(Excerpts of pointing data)
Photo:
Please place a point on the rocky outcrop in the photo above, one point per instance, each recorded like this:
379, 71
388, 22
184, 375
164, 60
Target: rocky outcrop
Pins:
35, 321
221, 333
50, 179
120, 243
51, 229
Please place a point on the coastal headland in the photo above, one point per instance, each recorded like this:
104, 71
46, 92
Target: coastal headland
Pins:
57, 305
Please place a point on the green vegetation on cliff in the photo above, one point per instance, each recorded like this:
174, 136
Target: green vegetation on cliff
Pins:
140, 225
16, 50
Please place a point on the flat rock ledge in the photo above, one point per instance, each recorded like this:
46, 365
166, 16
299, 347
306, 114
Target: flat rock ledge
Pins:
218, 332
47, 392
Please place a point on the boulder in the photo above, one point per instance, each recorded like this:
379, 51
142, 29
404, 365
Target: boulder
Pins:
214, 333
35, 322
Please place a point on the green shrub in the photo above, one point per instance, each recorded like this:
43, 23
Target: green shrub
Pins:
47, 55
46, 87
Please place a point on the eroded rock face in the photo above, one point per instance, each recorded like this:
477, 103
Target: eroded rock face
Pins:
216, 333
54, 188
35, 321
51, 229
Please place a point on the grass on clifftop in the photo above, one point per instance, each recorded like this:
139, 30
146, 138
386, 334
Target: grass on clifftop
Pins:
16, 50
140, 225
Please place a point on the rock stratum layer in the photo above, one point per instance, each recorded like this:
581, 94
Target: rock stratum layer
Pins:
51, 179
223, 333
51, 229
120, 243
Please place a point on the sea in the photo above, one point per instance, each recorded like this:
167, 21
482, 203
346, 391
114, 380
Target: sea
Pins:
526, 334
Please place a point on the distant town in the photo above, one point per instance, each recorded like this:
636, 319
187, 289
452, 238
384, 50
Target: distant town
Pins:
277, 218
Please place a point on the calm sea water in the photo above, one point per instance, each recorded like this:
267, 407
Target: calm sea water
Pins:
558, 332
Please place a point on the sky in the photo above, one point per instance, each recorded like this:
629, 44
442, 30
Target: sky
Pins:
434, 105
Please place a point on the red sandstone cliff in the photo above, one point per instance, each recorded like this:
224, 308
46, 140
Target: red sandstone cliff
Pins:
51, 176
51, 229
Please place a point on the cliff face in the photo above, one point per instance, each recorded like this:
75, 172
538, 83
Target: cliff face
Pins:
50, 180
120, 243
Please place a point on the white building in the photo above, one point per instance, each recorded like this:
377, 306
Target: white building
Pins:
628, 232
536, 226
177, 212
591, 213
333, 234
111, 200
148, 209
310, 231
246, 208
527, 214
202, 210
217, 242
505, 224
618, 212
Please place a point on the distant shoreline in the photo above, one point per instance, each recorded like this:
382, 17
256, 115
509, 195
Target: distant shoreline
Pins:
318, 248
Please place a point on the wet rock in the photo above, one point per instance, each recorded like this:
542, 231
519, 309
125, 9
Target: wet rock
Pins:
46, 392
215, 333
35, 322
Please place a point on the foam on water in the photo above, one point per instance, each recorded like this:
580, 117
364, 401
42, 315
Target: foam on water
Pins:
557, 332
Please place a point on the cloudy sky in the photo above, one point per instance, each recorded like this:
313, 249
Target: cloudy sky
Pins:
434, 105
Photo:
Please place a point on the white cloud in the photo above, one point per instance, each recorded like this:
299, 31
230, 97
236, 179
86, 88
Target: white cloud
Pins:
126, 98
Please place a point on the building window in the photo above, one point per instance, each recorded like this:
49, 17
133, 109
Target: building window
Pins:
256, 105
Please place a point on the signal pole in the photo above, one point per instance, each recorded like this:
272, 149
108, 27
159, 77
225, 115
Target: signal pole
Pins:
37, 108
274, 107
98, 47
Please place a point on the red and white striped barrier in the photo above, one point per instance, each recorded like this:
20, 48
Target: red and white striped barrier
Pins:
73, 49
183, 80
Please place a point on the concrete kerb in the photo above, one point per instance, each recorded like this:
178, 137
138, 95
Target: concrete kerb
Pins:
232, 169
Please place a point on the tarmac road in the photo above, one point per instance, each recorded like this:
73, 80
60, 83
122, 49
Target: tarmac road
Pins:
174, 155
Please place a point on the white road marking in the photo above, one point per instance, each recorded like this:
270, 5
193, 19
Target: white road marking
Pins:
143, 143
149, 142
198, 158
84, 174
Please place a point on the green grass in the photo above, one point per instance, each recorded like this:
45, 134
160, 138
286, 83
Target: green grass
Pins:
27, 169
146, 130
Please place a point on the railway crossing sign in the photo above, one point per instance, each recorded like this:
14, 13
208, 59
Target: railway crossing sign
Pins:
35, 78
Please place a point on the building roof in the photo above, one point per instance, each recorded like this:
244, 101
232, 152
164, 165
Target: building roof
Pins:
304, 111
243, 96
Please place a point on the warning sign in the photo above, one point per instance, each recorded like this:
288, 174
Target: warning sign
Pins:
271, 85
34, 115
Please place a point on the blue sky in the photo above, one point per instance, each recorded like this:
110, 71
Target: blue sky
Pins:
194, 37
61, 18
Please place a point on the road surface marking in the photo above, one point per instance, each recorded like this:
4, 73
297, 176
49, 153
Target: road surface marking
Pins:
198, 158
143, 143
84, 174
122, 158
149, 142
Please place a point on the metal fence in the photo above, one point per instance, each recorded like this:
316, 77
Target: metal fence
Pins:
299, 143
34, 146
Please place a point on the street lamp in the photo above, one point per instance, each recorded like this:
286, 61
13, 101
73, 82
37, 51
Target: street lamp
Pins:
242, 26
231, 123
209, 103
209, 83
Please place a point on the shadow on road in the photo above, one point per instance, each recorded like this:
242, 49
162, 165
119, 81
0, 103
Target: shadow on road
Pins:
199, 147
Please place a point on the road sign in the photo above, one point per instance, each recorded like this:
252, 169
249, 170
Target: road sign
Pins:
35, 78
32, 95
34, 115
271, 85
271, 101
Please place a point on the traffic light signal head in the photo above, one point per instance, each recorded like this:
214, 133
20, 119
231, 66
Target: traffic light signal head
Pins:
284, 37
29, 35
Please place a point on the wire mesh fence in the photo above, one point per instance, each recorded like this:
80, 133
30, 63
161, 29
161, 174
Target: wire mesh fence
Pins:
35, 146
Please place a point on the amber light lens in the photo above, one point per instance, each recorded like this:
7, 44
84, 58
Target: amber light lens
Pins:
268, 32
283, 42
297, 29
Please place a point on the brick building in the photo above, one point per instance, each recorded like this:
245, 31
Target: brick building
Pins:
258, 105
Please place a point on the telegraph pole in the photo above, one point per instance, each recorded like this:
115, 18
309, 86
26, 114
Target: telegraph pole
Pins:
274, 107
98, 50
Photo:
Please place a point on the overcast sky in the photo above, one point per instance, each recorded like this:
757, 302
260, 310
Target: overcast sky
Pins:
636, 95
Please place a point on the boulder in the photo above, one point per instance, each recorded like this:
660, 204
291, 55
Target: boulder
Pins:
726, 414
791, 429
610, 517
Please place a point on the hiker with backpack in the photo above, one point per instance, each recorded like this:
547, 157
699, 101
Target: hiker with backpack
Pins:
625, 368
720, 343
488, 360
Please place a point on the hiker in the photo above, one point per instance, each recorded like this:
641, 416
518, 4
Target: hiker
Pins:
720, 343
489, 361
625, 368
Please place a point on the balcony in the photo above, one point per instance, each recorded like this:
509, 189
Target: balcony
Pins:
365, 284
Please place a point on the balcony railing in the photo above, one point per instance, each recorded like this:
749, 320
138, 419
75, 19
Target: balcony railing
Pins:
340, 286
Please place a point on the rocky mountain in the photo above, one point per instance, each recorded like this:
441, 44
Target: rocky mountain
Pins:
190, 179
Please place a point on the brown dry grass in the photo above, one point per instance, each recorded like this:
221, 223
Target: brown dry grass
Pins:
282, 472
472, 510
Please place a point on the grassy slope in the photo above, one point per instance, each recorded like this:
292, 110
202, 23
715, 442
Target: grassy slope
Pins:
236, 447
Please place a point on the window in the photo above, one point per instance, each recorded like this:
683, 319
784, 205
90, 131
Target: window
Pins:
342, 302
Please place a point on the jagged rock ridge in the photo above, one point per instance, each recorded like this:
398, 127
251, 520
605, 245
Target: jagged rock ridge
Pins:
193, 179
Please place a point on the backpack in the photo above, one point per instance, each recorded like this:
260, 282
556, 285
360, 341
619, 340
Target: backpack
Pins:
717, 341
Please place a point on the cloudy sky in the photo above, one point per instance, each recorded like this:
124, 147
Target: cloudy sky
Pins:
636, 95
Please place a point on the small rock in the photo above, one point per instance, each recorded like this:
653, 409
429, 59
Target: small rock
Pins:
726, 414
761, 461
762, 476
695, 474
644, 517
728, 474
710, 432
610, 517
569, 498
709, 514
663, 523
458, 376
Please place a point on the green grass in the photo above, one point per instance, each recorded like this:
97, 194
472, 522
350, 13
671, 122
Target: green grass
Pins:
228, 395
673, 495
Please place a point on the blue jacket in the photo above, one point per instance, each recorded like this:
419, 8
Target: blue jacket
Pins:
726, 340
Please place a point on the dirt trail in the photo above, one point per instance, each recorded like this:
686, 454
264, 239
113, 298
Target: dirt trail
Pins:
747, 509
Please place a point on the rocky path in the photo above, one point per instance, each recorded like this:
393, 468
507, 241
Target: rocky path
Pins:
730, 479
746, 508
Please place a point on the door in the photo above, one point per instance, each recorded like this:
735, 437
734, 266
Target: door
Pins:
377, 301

--- Instructions for the task ---
Could you copy out, unchanged, the part of the rows that opens with the line containing "Please place a point on the dirt" and runs through the final line of the rows?

--- Task output ---
Please place a point on the dirt trail in the photo above, one point per instance, each recorded like this:
686, 454
264, 239
113, 298
Target: dirt trail
Pins:
747, 509
Please place a point on the rocky path in the photo above, one point per instance, each recorded like this:
393, 468
507, 241
Target: rocky path
Pins:
730, 479
746, 508
Please place a point on the door in the photo above, one point per instance, each recorded like this:
735, 437
734, 266
Target: door
Pins:
377, 301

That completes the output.